**Extrait du texte:**
Le Réseau Action Climat (RAC), en partenariat avec l’ADEME, s’est emparé du changement climatique et de ses conséquences sur les régions françaises. Il publie un rapport d’une centaine de pages qui cartographie dans toutes les régions de France et à partir des données du GIEC les conséquences du changement climatique sur le territoire français et ses secteurs économiques clefs. Et le bilan est sans appel : l’ensemble du pays est menacé. Le point par région.

Cartographie des risques climatiques – Réseau action climat

Dans les Alpes, les glaciers disparaîtront d’ici 2100 au plus tard

« La région Auvergne-Rhône-Alpes est l’une des plus touchées par la hausse des températures », souligne dès les premières pages le rapport. Lors des saisons estivales, le mercure s’est élevé de +3,3 °C en moyenne entre 1963 et 2022. Face à la hausse des températures, les premiers à flancher sont ces grands sommets blancs emblématiques de la région.

**Données fournies:**
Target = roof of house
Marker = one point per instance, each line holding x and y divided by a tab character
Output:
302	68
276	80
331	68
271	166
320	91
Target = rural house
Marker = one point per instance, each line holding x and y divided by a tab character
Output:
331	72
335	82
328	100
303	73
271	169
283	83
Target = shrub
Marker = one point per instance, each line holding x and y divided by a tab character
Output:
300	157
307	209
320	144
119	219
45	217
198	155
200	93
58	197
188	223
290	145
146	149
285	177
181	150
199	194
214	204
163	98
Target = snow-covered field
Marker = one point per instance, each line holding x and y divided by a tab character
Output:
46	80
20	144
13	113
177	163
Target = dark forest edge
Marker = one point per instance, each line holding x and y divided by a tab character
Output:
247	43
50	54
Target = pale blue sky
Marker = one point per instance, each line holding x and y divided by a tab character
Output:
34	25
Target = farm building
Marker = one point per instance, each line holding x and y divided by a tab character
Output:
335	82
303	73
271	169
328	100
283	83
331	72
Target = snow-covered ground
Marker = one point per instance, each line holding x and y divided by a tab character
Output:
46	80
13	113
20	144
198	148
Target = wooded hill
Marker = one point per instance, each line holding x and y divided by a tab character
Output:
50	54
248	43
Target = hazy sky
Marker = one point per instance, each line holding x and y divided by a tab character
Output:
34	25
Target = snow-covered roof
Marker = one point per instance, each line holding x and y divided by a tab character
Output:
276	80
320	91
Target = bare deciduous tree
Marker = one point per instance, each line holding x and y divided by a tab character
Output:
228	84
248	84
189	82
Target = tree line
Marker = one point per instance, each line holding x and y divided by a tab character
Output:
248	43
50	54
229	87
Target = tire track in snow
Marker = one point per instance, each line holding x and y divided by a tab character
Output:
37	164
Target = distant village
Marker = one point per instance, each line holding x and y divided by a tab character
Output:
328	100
--
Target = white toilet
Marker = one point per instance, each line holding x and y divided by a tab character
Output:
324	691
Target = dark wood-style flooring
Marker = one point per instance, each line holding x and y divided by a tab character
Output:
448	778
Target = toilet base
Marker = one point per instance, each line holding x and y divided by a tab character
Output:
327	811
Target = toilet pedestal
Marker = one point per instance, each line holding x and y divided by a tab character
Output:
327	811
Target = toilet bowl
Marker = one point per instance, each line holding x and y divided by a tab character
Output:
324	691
---
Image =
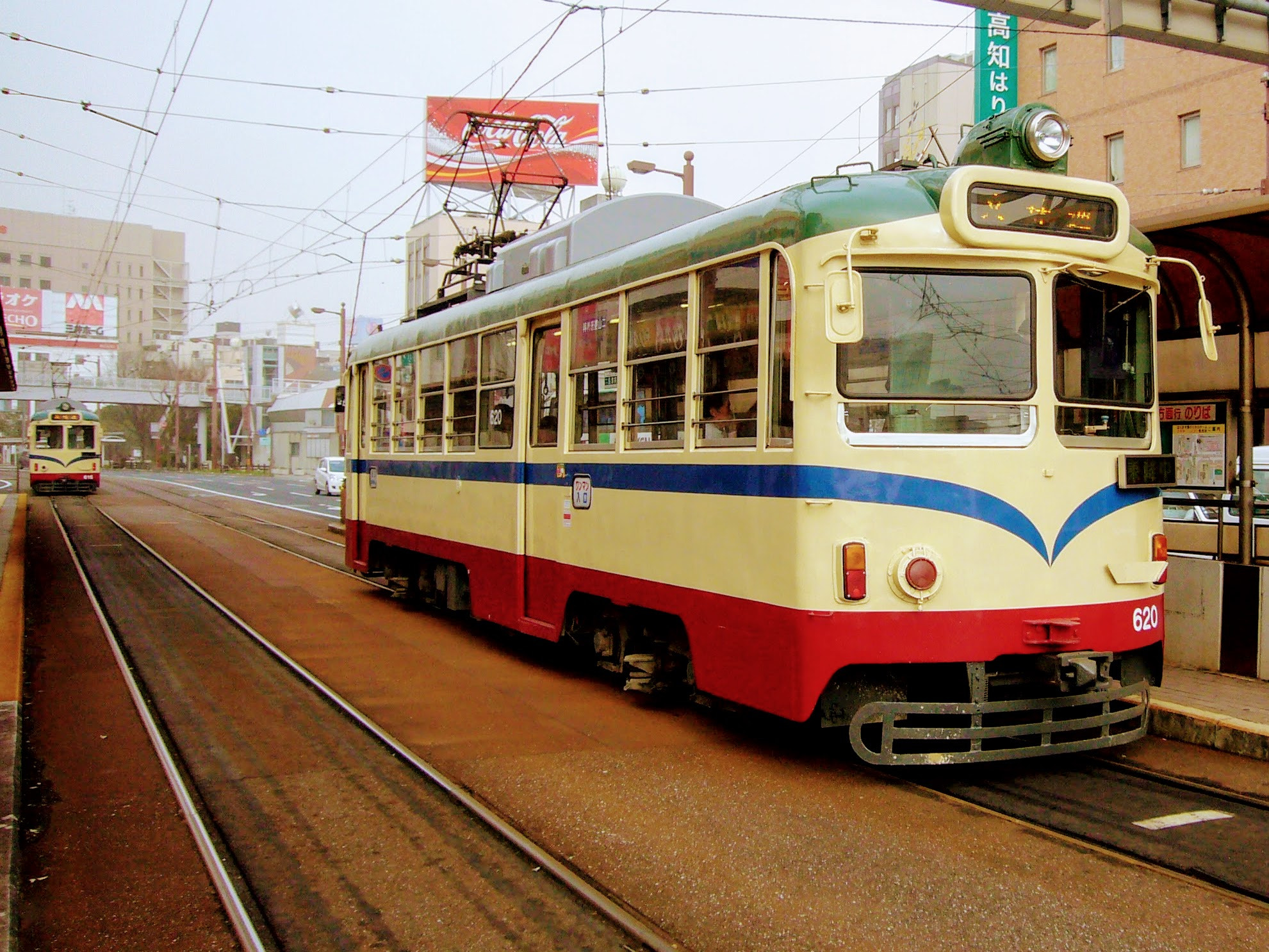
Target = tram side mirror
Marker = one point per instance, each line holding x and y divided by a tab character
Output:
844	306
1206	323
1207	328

**Consigne donnée 1:** Les affirmations suivantes concordent-elles avec l'extrait sur les risques climatiques ? Répondez par oui ou non à chacune, en citant les mots décisifs de l'extrait : (a) le rapport a été réalisé en partenariat avec l'ADEME ; (b) le rapport compte environ cinquante pages ; (c) selon le rapport, seules quelques régions de France sont menacées.
**Consigne donnée 2:** D'après l'extrait sur les risques climatiques, de combien le mercure s'est-il élevé en moyenne lors des saisons estivales entre 1963 et 2022 en Auvergne-Rhône-Alpes ?
**Consigne donnée 3:** Quels organismes l'extrait sur les risques climatiques nomme-t-il ? Donnez-les tous.

**Réponse correcte 1:**
(a) Oui : « en partenariat avec l’ADEME »
(b) Non : « un rapport d’une centaine de pages »
(c) Non : « l’ensemble du pays est menacé »

**Réponse correcte 2:** De +3,3 °C en moyenne.

**Réponse correcte 3:**
- Le Réseau Action Climat (RAC)
- L'ADEME
- Le GIEC